::: GIVEN DATA

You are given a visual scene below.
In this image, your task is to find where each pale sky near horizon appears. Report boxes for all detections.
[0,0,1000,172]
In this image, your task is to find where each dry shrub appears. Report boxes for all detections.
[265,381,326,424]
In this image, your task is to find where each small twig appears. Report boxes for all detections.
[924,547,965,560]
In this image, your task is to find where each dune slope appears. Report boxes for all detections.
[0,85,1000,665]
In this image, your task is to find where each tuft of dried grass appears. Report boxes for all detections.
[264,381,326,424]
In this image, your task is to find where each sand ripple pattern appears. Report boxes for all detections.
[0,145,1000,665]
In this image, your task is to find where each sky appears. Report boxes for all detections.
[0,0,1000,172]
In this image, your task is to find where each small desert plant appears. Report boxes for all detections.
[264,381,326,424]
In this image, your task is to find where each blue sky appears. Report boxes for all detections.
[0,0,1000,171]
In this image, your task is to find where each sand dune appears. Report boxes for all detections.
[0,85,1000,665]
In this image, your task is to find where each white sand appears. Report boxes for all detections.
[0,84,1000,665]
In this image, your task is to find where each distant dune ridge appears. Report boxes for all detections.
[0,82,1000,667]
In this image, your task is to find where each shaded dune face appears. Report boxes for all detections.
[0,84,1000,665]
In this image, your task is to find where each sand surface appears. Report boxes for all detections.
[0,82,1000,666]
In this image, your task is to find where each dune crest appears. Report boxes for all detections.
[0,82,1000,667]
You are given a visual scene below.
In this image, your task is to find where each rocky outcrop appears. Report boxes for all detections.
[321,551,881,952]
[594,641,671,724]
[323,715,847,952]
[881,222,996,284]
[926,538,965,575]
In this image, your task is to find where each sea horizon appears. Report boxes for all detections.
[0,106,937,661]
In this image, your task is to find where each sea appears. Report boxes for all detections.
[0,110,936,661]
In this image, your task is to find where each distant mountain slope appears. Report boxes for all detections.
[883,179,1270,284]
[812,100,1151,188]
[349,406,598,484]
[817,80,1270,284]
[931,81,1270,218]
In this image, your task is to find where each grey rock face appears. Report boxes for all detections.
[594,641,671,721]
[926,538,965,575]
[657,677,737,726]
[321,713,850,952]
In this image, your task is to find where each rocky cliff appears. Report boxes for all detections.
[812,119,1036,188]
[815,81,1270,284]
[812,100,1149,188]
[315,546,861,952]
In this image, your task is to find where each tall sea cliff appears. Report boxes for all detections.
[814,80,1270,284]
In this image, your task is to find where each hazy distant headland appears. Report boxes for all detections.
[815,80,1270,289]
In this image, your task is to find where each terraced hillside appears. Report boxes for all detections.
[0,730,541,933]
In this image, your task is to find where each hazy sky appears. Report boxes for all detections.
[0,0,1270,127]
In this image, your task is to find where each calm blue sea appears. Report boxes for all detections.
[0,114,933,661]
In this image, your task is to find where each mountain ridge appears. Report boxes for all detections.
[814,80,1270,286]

::::::

§ **GIVEN EXERCISE**
Please find every line above that contains the word "ridge" and copy each of those lines in full. Case matters.

§ **COMPLETE RESPONSE**
In this image, your task is to find where each distant dune ridge appears. Report boxes for all detections.
In this image, your task is to find where each mountain ridge appears. Report boxes for all detections.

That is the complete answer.